> **Prompt A**: From the SEDA passage, quote the text verbatim starting at "Between 2009 and" and ending at "the 2011 SEDA.".
> **Prompt B**: According to the SEDA passage, on what date was the 2011 SEDA terminated?

Between 2009 and 2011, Omagine had a Stand-By Equity Distribution Agreement with an affiliate of YA (the “2009 SEDA”). Omagine and YA were parties to a second Stand-By Equity Distribution Agreement (the “2011 SEDA”) which was terminated on July 21, 2014. The 2009 SEDA and the 2011 SEDA are collectively referred to herein as the “Prior SEDAs”.

On April 22, 2014, Omagine and YA entered into a new Standby Equity Distribution Agreement which was amended on October 10, 2014 (the “2014 SEDA”). The 2014 SEDA is generally on the same terms as the 2011 SEDA.

Since the DA is now signed, any use by Omagine of the 2014 SEDA will be guided by several factors, including but not limited to: (i) the availability and cost of alternative financing, (ii) our ability to rapidly access required financing, (iii) the liquidity and market price of our Common Stock, (iv) the exercise, if any, of Warrants, (v) the likelihood (or actuality) of the success of our present efforts to arrange (a) new Equity Sales into Omagine and (b) new Equity Sales or Debt Facilities for LLC, (vi) the likelihood (or actuality) of LLC having the financial capacity to pay Omagine the $10 million Success Fee and the Pre-Development Expense Amount in excess of $9 million. (See: “Warrants, Financial Advisor, and The Shareholder Agreement / LLC Capital Structure, Pre-Development Expenses / Success Fee”, above), and (vii) our then current cash requirements.

Because the market for our Common Stock has historically exhibited low liquidity levels, we may not be able to take full advantage of the 2014 SEDA if such liquidity levels do not improve as a result of the continuing execution of the Omagine Project. If the market for our Common Shares is exhibiting low liquidity levels at the time we give YA an Advance Notice (a “Put”) and if YA sells Common Shares into the public market during the five Trading Day Pricing Period subsequent to our Put (as is YA’s customary practice), it is likely that the price of our Common Shares will decline. Any such price decline will immediately increase the number of Common Shares we would otherwise be required absent such price decline to deliver to YA subsequent to the Pricing Period in satisfaction of such Put. If this pattern continued to happen with subsequent Puts by us, it is likely that we would issue and sell to YA the maximum 3,000,000 shares available under the 2014 SEDA before reaching the aggregate sales price of $5 million available under the 2014 SEDA.

> **Data section**:
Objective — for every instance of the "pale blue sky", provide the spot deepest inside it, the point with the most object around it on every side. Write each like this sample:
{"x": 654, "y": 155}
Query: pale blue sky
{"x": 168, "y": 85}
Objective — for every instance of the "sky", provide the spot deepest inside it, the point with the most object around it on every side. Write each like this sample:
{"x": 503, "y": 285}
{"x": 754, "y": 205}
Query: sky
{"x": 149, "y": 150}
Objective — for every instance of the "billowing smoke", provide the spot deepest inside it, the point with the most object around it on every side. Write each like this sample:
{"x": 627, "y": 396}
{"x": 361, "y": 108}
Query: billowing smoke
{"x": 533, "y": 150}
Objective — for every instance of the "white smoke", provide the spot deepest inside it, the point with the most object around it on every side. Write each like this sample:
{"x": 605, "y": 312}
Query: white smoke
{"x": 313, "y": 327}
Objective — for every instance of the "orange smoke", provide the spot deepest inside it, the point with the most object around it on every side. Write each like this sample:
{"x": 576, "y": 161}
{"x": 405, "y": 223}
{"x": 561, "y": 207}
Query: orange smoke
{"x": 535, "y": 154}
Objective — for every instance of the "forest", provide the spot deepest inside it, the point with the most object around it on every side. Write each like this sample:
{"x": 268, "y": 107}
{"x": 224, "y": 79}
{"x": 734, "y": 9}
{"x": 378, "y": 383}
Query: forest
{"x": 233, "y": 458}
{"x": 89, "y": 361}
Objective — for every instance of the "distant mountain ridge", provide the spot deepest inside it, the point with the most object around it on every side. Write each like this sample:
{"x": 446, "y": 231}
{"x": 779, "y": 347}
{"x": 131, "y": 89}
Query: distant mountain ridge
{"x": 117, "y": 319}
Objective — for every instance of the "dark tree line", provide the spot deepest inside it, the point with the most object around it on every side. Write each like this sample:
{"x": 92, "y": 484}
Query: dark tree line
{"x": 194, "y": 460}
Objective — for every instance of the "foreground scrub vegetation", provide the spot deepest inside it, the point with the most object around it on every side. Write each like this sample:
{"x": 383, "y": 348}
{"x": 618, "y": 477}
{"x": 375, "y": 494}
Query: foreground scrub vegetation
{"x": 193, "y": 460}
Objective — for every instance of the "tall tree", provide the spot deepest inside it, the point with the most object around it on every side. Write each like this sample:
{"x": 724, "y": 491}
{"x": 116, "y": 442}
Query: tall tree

> **Full solution A**:
Between 2009 and 2011, Omagine had a Stand-By Equity Distribution Agreement with an affiliate of YA (the “2009 SEDA”). Omagine and YA were parties to a second Stand-By Equity Distribution Agreement (the “2011 SEDA”) which was terminated on July 21, 2014. The 2009 SEDA and the 2011 SEDA are collectively referred to herein as the “Prior SEDAs”.

On April 22, 2014, Omagine and YA entered into a new Standby Equity Distribution Agreement which was amended on October 10, 2014 (the “2014 SEDA”). The 2014 SEDA is generally on the same terms as the 2011 SEDA.

> **Full solution B**: July 21, 2014